▶ _REQUIREMENT_
Filter the entries below down to the lines that hold "blue".

#### DATA EXTRACTS

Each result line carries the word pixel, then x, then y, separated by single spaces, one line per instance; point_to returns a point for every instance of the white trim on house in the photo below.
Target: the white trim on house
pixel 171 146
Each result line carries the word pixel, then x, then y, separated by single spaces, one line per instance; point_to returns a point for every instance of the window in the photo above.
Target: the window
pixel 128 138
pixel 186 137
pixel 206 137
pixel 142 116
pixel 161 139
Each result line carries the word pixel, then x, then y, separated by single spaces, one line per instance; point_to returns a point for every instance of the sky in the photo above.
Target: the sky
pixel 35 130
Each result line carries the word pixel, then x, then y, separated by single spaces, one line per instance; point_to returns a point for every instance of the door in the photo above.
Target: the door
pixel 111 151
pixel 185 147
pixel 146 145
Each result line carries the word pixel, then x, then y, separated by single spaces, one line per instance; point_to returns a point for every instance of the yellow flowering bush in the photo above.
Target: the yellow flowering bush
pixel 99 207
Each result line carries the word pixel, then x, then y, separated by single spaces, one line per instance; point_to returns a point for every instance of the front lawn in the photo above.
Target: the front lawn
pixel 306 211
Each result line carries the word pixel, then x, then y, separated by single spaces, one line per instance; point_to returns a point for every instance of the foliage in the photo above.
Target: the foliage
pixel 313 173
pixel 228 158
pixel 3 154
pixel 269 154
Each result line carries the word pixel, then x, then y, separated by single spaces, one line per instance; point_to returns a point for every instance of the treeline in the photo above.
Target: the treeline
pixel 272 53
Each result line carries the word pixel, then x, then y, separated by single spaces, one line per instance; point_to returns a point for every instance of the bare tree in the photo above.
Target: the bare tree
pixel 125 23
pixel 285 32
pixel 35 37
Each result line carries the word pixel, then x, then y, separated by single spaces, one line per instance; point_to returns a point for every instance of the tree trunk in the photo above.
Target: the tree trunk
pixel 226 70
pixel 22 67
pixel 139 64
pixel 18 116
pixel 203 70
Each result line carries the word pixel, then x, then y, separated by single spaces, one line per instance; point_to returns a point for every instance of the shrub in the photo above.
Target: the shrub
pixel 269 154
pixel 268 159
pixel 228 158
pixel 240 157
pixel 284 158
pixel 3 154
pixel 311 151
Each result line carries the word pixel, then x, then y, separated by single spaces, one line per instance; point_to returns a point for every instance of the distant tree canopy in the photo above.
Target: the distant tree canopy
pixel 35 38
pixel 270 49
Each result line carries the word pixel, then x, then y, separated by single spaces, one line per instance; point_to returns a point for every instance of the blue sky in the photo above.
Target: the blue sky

########

▶ _COMPLETED EXERCISE_
Each result line carries the word pixel, then x, then y, separated by single spaces, one line per instance; point_to returns a point for every instance of the blue sky in the photo above.
Target: the blue sky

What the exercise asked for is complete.